## Given problem
Rewrite all of the lines below as a numbered list, leaving out any blank lines.

## Data for this exercise

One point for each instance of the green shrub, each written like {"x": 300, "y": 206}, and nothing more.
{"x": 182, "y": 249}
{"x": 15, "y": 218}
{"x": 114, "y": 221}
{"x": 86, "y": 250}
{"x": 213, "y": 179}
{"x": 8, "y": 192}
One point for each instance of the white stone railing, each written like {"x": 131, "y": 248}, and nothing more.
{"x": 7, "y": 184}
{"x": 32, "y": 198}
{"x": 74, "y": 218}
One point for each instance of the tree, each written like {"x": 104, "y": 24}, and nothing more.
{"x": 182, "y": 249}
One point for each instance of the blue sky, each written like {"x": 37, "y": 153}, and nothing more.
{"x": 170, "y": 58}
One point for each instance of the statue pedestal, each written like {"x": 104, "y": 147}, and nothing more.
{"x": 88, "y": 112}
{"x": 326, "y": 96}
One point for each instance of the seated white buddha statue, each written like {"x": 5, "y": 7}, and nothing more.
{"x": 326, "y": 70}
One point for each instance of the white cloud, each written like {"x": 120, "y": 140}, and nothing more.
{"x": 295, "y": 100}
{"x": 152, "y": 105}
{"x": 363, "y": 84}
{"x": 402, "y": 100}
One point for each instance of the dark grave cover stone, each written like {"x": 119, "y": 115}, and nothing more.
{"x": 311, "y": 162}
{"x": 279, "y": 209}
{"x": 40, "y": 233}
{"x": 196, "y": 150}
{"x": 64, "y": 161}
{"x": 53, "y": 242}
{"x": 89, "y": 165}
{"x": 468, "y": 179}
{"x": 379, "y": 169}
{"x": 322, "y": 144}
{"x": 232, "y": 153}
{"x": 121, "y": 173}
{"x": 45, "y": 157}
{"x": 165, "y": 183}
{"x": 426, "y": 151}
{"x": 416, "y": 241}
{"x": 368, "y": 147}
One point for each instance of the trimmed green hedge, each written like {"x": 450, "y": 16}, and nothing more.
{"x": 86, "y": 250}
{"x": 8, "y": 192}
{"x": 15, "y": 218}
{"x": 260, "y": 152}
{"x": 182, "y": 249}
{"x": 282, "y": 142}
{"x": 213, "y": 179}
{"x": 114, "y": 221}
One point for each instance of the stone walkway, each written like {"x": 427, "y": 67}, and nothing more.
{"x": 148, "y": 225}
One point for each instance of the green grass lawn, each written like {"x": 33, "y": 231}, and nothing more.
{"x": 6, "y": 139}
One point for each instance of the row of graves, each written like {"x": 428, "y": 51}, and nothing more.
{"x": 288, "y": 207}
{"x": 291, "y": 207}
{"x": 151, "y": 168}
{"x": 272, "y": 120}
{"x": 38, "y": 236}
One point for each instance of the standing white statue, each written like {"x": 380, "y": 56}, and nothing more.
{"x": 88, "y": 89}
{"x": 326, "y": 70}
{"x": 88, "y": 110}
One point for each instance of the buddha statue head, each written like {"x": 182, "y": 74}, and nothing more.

## Reply to the task
1. One point for each instance of the green shrub, each written like {"x": 300, "y": 206}, and nothing more.
2. {"x": 182, "y": 249}
3. {"x": 15, "y": 218}
4. {"x": 114, "y": 221}
5. {"x": 86, "y": 250}
6. {"x": 213, "y": 179}
7. {"x": 8, "y": 192}
8. One point for each instance of the white stone railing, each written like {"x": 131, "y": 248}, and nothing more.
9. {"x": 7, "y": 184}
10. {"x": 32, "y": 198}
11. {"x": 74, "y": 218}
12. One point for each instance of the tree, each written like {"x": 104, "y": 24}, and nothing more.
13. {"x": 182, "y": 249}
14. One point for each instance of the blue sky, each written like {"x": 37, "y": 153}, and nothing more.
15. {"x": 170, "y": 58}
16. One point for each instance of the statue pedestal, each written like {"x": 104, "y": 147}, and nothing more.
17. {"x": 88, "y": 112}
18. {"x": 326, "y": 96}
19. One point for each instance of the seated white buddha statue, each written like {"x": 5, "y": 7}, and nothing more.
20. {"x": 326, "y": 70}
21. One point for each instance of the white cloud, each written like {"x": 120, "y": 140}, and nothing more.
22. {"x": 295, "y": 100}
23. {"x": 152, "y": 105}
24. {"x": 363, "y": 84}
25. {"x": 402, "y": 100}
26. One point for each instance of the dark grave cover stone, each written like {"x": 119, "y": 115}, and nothing more.
27. {"x": 311, "y": 162}
28. {"x": 279, "y": 209}
29. {"x": 40, "y": 233}
30. {"x": 196, "y": 150}
31. {"x": 64, "y": 161}
32. {"x": 53, "y": 242}
33. {"x": 89, "y": 165}
34. {"x": 468, "y": 179}
35. {"x": 379, "y": 169}
36. {"x": 322, "y": 144}
37. {"x": 232, "y": 153}
38. {"x": 121, "y": 173}
39. {"x": 45, "y": 157}
40. {"x": 165, "y": 183}
41. {"x": 426, "y": 151}
42. {"x": 416, "y": 241}
43. {"x": 368, "y": 147}
44. One point for each instance of the trimmed green hedge, each written like {"x": 450, "y": 16}, and nothing more.
45. {"x": 86, "y": 250}
46. {"x": 8, "y": 192}
47. {"x": 15, "y": 218}
48. {"x": 260, "y": 152}
49. {"x": 182, "y": 249}
50. {"x": 282, "y": 142}
51. {"x": 213, "y": 179}
52. {"x": 114, "y": 221}
53. One point for each instance of the stone walkway, each written like {"x": 427, "y": 67}, and nothing more.
54. {"x": 148, "y": 225}
55. One point for each instance of the green grass lawn, each written like {"x": 33, "y": 231}, and nothing more.
56. {"x": 6, "y": 139}
57. One point for each instance of the row of graves, each written like {"x": 428, "y": 51}, and nothing more.
58. {"x": 288, "y": 207}
59. {"x": 291, "y": 207}
60. {"x": 151, "y": 168}
61. {"x": 272, "y": 120}
62. {"x": 38, "y": 236}
63. One point for each instance of the standing white statue, each written like {"x": 380, "y": 56}, and nothing more.
64. {"x": 88, "y": 89}
65. {"x": 326, "y": 70}
66. {"x": 88, "y": 110}
67. One point for each instance of the buddha statue head, each written like {"x": 182, "y": 74}, and nothing more.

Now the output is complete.